══ SELECTED EXCERPT ══

Chapter 5 — Case Studies

Three Models, One Board

Detailed profiling data for each deployment — real numbers extracted directly from the ST Edge AI Core reports. Each model tells a different story about what the Neural-ART NPU can and cannot accelerate.

MoveNet • CNN • 94.7% NPU

YOLOv8n • CNN+Head • 87.9% NPU

TinyBERT • Transformer • 64.4% NPU

Case Study 1

MoveNet Lightning — The CNN Benchmark

Architecture & why we chose it

MoveNet Lightning is a single-person pose estimation model developed by Google, based on a MobileNetV2 backbone with a Feature Pyramid Network decoder. It was designed specifically for real-time inference on edge devices — making it the natural baseline for our CNN benchmark. The ST variant (st_movenet_lightning_heatmaps_192_int8_pc) was retrained by STMicroelectronics on a custom COCO subset and pre-quantized to INT8 per-channel — meaning it required no quantization step from us, only deployment.

The model outputs heatmaps rather than direct coordinates: a (48×48×13) tensor where each of the 13 channels is a probability map for one keypoint. The C firmware postprocessor in display_spe.c decodes these by finding the argmax of each channel and converting to screen coordinates.

Profiling data — real numbers from ST Edge AI Core v2.1.0

Epoch breakdown

71 EC (94.7%)

4 SW (5.3%)

Total: 75 epochs
SW epochs 59, 63, 67: Resize bilinear
SW epoch 74: DequantizeLinear
All 4 SW in decoder — backbone 100% NPU

Memory allocation

cpuRAM2	864 KB	84%
npuRAM4	378 KB	84%
npuRAM5	432 KB	96%
octoFlash	2.924 MB	5%
Total	4.559 MB

22 ms

Inference time

94.7%

NPU offload

57.6%

OKS (192×192)

242M

MACs total

Why 94.7% and not 100%: The 4 SW epochs are all in the decoder — not the backbone. The entire MobileNetV2 feature extractor (epochs 1–58) runs 100% on the NPU. Bilinear resize and dequantization fall back to the Cortex-M55 + Helium SIMD. This is the best possible result for a CNN on this hardware.

═══
══ EXTRACTED MATERIAL ══

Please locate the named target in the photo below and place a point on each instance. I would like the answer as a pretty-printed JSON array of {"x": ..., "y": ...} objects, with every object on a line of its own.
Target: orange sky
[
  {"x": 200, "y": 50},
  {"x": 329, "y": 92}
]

═══

**GOAL**: In the MoveNet case study, reproduce everything from "MoveNet Lightning is" down to "4 SW (5.3%)", swapping "Google" for "Google Research".

**ANSWER TO THE TASK**:
MoveNet Lightning is a single-person pose estimation model developed by Google Research, based on a MobileNetV2 backbone with a Feature Pyramid Network decoder. It was designed specifically for real-time inference on edge devices — making it the natural baseline for our CNN benchmark. The ST variant (st_movenet_lightning_heatmaps_192_int8_pc) was retrained by STMicroelectronics on a custom COCO subset and pre-quantized to INT8 per-channel — meaning it required no quantization step from us, only deployment.

The model outputs heatmaps rather than direct coordinates: a (48×48×13) tensor where each of the 13 channels is a probability map for one keypoint. The C firmware postprocessor in display_spe.c decodes these by finding the argmax of each channel and converting to screen coordinates.

Profiling data — real numbers from ST Edge AI Core v2.1.0

Epoch breakdown

71 EC (94.7%)

4 SW (5.3%)